PAGE EXTRACT —
= = = =
St. Paul’s description of the Ephesians testifies about you: “At one time you were darkness, but now you are light in the Lord.” That change is given through the reception of the Holy Spirit’s work through the Word of Christ. The question is posed to you: “Do you believe in the Son of Man?” Like the blind man, you answer: “Lord, I believe,” and you worship Him. That answer is given because the Son of Man has spoken to you through the proclamation of His Gospel. You have His words taught to you. They show Him to you. So you believe.

But the words that you have received today also provide a warning. What Isaiah spoke about concerning the Israelites and how the Pharisees acted are potential hazards for you. The Israelites had heard what the Lord said and knew what He had done. But how are they described? “He sees many things, but does not observe them; his ears are open, but he does not hear.” The Pharisees had the word of the Lord given through Moses, yet they would not receive the One who fulfilled the promises that the Law and the Prophets recorded: “We know that God has spoken to Moses, but as for this Man, we do not know where He comes from.” Even further, there are the temptations to return to the state of not fearing God, not trusting God, and desiring to transgress His Law. So St. Paul exhorts all of Jesus’ followers: “Walk as children of light (for the fruit of light is found in all that is good and right and true), and try to discern what is pleasing to the Lord. Take no part in the unfruitful works of darkness, but instead expose them. For it is shameful even to speak of the things that they do in secret.”
= = = =
RECORDED DATA —
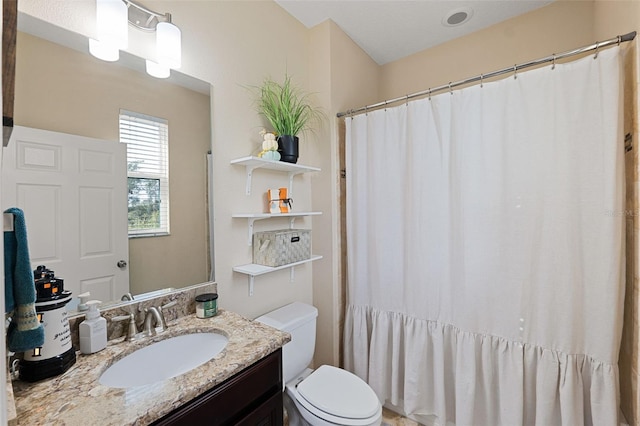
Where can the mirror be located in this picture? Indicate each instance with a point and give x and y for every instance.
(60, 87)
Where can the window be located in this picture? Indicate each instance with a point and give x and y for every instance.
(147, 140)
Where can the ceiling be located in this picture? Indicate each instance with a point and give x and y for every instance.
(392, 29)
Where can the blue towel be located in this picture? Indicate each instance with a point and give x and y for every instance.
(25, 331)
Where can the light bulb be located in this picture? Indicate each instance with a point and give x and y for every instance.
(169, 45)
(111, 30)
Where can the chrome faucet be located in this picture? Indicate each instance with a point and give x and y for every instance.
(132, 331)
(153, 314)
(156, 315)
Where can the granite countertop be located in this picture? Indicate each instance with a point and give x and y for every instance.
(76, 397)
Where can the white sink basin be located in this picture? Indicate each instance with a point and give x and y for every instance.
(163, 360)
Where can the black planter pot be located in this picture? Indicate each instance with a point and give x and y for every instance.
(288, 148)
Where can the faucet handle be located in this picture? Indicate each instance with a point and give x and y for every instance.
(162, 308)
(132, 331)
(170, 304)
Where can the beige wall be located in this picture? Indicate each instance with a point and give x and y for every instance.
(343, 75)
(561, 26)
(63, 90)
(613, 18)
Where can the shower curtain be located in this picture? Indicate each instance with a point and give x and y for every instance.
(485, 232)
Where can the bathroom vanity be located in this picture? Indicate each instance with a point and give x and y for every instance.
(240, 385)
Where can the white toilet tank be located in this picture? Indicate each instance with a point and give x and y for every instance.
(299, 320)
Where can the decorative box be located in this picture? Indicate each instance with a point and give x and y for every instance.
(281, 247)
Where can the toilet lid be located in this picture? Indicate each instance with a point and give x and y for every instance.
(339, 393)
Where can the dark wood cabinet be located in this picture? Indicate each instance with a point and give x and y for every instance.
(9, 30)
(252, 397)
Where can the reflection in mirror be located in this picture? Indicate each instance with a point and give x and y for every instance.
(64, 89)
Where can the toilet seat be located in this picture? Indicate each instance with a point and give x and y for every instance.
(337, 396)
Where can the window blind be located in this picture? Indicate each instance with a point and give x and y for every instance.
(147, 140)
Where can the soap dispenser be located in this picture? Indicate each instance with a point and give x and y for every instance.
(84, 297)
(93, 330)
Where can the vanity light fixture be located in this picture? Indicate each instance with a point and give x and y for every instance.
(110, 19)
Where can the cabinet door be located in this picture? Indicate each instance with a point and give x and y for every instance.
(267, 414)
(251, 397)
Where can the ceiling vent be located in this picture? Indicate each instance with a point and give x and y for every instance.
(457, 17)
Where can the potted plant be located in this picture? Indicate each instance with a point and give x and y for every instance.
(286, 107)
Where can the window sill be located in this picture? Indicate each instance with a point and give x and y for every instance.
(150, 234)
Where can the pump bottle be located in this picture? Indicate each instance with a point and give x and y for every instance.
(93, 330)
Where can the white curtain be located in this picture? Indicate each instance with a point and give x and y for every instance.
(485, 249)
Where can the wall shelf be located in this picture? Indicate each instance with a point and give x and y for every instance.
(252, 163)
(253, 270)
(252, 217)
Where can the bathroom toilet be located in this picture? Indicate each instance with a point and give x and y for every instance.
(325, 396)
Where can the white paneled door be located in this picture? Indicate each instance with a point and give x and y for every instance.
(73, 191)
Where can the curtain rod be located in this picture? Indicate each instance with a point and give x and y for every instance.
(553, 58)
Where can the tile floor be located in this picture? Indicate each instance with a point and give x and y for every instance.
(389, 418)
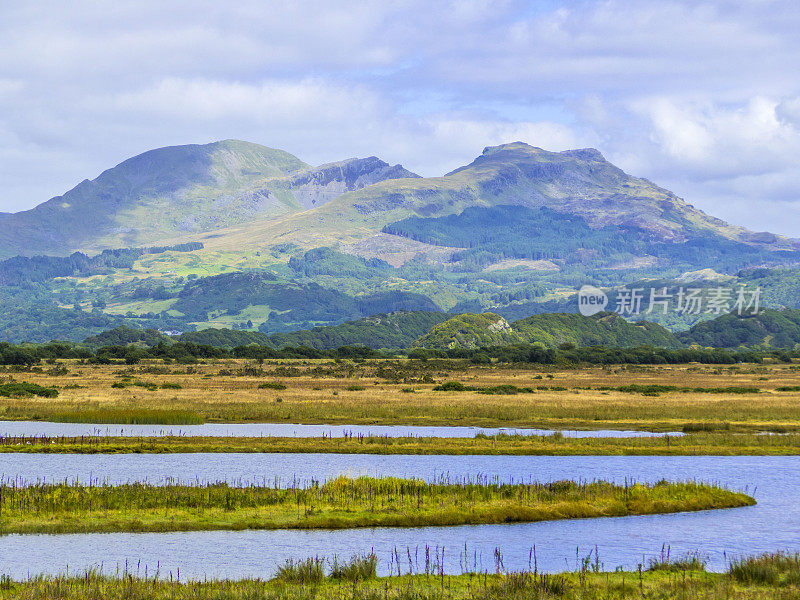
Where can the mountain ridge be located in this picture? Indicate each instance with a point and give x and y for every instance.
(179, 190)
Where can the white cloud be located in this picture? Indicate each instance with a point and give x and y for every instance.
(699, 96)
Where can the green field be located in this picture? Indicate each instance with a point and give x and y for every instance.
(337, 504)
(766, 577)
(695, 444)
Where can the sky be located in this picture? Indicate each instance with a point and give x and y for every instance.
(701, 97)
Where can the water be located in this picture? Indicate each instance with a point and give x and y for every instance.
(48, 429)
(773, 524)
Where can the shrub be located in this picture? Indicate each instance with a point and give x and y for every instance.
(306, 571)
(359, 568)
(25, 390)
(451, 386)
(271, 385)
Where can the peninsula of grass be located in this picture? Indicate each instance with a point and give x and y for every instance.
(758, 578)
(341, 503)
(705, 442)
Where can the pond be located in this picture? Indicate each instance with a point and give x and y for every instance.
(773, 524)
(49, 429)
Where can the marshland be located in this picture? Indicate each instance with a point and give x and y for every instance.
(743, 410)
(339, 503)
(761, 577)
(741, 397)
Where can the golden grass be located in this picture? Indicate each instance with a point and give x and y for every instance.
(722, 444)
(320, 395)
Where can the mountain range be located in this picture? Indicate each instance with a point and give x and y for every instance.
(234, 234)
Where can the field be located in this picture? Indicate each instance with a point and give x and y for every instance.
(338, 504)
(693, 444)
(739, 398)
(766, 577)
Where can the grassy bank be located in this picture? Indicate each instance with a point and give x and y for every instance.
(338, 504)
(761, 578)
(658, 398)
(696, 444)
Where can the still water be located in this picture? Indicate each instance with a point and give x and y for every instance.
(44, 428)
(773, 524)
= = = =
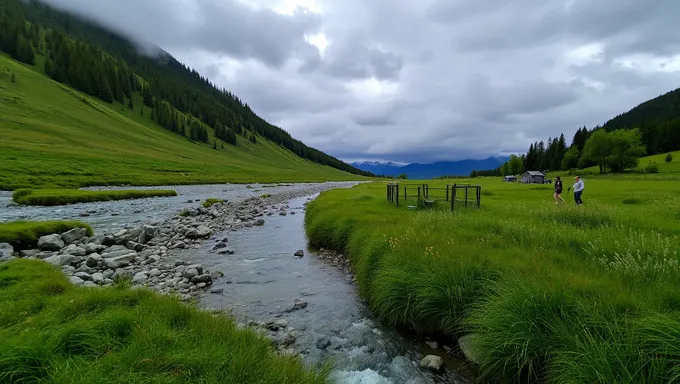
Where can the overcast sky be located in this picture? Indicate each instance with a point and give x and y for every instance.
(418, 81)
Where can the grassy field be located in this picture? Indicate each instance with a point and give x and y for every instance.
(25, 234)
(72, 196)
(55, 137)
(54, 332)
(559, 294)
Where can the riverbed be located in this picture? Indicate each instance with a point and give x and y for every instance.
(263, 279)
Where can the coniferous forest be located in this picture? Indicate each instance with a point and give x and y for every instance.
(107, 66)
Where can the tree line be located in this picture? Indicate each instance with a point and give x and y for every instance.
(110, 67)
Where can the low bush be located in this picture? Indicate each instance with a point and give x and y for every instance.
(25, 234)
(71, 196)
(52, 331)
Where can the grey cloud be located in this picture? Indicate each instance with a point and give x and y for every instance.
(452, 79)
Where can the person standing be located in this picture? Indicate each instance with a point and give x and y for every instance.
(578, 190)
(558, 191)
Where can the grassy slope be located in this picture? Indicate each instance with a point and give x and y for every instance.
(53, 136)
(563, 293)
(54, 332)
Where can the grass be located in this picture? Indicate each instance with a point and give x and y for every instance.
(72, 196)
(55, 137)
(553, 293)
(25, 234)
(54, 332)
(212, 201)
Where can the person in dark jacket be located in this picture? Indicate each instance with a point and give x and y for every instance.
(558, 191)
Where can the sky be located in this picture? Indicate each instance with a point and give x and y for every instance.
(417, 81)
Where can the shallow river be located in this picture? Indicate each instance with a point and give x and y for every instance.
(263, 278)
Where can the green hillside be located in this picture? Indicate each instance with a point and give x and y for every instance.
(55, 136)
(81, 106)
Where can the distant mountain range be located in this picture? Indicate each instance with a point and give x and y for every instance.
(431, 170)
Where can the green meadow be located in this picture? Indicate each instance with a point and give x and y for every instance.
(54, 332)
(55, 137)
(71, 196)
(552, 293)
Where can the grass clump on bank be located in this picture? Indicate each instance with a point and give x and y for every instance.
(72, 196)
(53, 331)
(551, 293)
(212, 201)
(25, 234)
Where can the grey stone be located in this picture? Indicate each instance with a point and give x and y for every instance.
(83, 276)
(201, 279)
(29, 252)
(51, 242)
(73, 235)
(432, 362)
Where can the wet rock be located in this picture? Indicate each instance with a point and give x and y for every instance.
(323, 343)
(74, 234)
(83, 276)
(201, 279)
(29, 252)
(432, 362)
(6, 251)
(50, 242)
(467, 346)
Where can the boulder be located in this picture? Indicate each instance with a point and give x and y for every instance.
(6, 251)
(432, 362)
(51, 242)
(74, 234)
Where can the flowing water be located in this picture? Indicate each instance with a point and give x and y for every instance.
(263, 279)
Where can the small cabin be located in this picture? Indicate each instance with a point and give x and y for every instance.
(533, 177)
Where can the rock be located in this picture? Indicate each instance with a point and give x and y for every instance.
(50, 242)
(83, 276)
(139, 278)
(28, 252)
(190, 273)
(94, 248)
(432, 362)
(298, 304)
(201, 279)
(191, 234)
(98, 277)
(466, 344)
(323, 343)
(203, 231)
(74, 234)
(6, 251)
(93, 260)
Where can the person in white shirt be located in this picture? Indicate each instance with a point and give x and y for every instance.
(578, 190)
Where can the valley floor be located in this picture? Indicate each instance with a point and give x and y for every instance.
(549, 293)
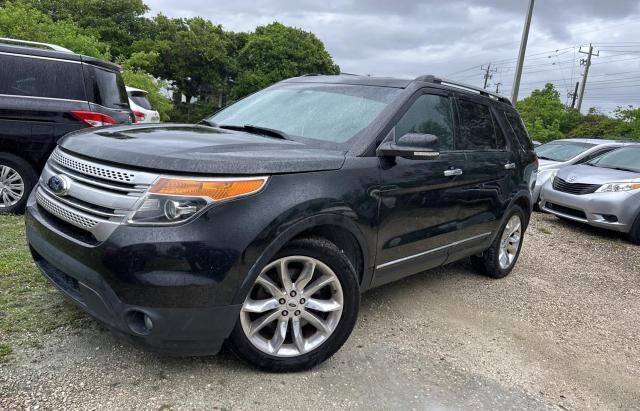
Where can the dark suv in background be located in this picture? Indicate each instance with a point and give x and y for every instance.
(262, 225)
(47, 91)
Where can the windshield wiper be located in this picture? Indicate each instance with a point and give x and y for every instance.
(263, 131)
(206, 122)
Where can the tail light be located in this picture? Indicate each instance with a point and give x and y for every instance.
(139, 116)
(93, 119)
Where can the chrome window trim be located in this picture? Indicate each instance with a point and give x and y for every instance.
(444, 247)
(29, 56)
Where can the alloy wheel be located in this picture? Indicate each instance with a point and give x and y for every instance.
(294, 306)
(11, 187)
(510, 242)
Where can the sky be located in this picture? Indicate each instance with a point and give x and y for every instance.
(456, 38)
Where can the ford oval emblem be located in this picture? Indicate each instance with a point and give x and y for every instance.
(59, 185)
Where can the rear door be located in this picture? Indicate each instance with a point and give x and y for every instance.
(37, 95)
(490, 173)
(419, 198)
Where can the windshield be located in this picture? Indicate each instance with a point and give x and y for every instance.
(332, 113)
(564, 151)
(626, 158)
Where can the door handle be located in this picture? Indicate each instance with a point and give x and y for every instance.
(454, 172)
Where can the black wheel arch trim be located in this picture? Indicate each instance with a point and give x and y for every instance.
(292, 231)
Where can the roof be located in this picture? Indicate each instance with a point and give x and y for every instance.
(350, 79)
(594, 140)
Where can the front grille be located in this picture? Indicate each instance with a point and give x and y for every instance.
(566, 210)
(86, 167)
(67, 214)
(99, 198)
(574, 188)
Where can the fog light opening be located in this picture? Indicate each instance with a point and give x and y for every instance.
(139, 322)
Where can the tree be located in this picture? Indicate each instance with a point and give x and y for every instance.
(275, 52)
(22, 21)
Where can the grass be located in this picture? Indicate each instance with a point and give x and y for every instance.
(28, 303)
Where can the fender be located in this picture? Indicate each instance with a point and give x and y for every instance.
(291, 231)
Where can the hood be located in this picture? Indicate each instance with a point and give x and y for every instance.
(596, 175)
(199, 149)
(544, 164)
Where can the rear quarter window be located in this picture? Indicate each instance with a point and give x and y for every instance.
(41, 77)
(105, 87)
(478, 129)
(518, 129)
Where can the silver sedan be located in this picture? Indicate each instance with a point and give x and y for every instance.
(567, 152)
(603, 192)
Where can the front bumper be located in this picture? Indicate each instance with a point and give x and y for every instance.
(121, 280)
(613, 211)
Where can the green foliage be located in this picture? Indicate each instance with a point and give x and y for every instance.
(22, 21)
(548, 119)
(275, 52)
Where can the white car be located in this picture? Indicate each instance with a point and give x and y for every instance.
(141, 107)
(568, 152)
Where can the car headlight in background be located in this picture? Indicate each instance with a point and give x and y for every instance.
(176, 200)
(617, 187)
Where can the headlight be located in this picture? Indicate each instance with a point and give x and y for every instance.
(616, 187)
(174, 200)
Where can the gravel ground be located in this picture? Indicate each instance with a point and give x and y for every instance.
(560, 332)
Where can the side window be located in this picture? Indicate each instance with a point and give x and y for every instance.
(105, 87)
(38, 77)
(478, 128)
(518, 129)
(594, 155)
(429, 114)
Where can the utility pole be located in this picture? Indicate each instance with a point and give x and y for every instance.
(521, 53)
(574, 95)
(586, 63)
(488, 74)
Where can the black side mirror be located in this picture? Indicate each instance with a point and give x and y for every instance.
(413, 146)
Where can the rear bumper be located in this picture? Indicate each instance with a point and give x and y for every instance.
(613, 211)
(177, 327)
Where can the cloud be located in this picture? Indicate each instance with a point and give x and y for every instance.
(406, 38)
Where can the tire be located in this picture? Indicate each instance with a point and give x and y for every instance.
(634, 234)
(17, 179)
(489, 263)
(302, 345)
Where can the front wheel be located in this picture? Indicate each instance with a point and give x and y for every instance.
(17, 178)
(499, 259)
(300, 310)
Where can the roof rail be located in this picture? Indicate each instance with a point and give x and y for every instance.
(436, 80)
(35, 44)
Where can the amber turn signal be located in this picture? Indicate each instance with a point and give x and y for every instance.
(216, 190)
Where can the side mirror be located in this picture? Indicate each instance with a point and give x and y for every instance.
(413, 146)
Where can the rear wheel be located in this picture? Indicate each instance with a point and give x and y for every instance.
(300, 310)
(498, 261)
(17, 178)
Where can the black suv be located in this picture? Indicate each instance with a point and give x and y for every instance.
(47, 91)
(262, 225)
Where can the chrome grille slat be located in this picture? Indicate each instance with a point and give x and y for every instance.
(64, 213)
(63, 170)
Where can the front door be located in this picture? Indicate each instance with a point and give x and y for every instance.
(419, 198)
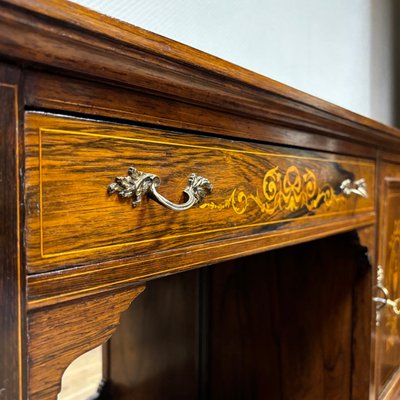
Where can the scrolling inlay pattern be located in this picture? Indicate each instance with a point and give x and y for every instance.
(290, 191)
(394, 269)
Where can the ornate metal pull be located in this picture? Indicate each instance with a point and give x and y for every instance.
= = = =
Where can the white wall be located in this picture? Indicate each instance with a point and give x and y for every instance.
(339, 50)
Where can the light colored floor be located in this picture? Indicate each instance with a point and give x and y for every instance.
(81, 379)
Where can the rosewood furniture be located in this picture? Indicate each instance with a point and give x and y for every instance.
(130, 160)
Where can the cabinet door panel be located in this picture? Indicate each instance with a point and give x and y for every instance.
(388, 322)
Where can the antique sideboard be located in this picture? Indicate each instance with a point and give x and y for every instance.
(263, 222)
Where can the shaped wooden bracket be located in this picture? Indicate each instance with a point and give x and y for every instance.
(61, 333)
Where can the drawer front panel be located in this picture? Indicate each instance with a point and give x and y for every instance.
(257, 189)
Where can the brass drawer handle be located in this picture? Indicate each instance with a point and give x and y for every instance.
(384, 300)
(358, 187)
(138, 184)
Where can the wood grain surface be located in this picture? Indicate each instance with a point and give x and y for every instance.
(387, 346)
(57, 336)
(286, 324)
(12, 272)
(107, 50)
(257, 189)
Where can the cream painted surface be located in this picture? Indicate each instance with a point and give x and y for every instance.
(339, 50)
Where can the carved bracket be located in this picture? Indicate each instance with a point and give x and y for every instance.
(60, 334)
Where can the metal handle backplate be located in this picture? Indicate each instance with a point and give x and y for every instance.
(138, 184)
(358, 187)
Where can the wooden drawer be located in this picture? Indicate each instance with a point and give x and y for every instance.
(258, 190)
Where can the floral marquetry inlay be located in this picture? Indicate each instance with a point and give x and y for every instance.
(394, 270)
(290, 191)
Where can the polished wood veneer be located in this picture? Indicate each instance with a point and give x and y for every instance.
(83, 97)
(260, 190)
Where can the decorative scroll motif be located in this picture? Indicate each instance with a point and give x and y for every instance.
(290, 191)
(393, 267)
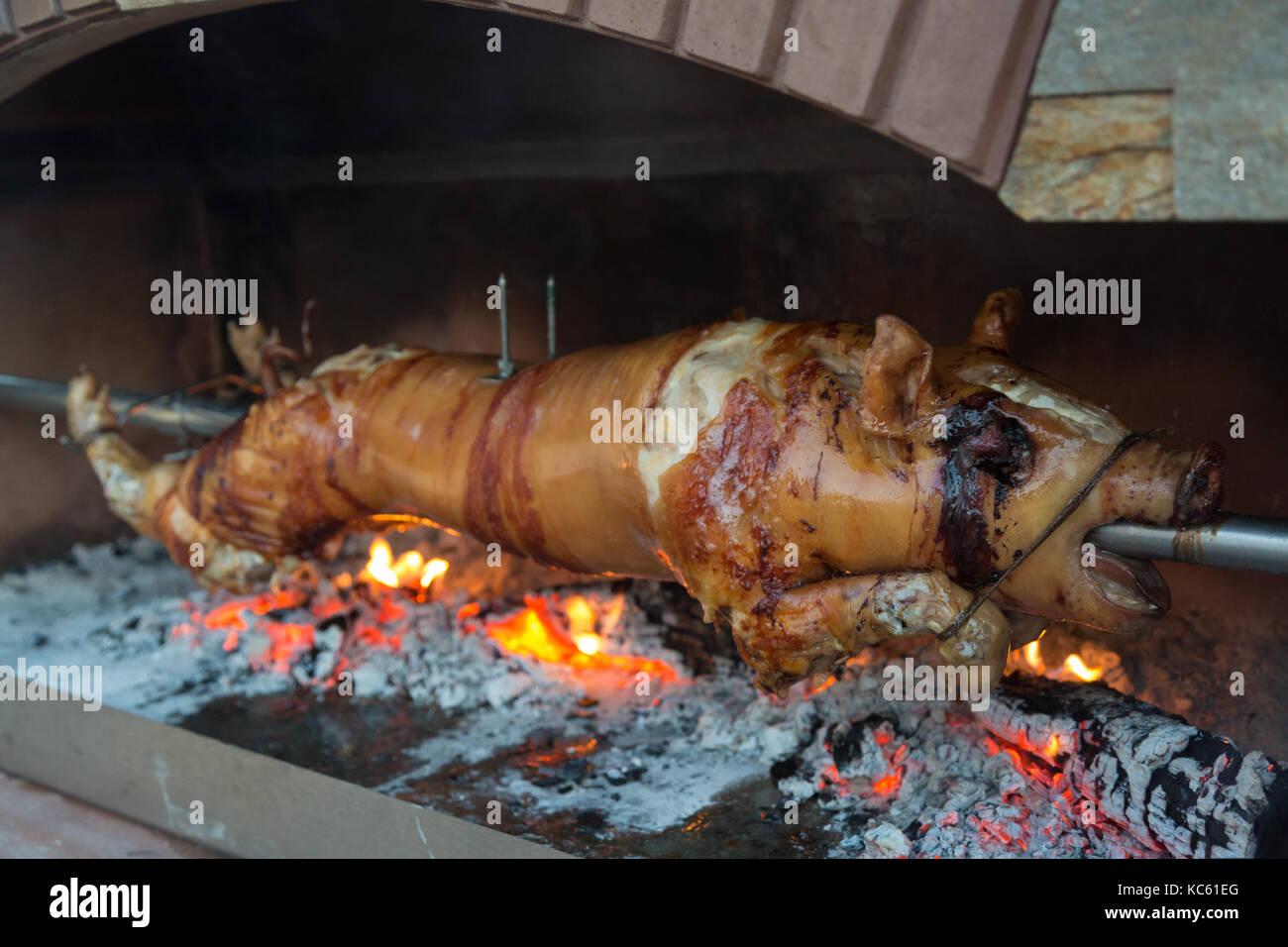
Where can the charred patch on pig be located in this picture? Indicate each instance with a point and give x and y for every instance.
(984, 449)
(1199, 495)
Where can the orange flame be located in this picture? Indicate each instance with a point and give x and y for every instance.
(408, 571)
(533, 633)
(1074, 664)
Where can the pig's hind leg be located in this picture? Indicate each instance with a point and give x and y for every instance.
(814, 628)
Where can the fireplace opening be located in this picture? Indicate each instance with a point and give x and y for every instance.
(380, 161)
= = = =
TASK DESCRIPTION —
Carry on the sermon about the blind man and walking as children of light, starting right after its last sentence.

EXERCISE ANSWER —
Failure to receive Jesus’ word, failure to believe in Jesus’ identity, failure to follow Jesus’ teaching: all three are ways to take you back into darkness, to restore the blindness that Jesus has dispelled for you. That is part of the message in this Season of Lent. You have heard how Jesus began His conquest of Satan for you, how Jesus has given you birth from above, how Jesus provides you with living water, and now how Jesus takes away the darkness of your sin. All of these are the works of God displayed for you and in you. But they are all for naught, should you return to Satan’s slavery, renounce your new birth, cut yourself off from the living waters, and shut your eyes to Jesus’ light of salvation.

But that dreadful end need not be. Jesus continues to display the works of God in your sight. They are found in this place, where His Word is still taught and His gifts are still distributed. Instead of reverting to blindness, you can have Jesus’ light given to you again and again. The darkness has not overcome it; it overcomes your darkness. You are light in the Lord. You have heard the Son of Man speak to you. He has anointed your eyes and your souls. You know who He is and believe in Him. As you do believe, then when the Last Day comes, it will not be said: “Your guilt remains with you.” Instead, the Lord will say: “Awake, O sleeper, and arise from the dead, and Christ will shine on you.”

T In the Name of the Father and of the Son and of the Holy Spirit.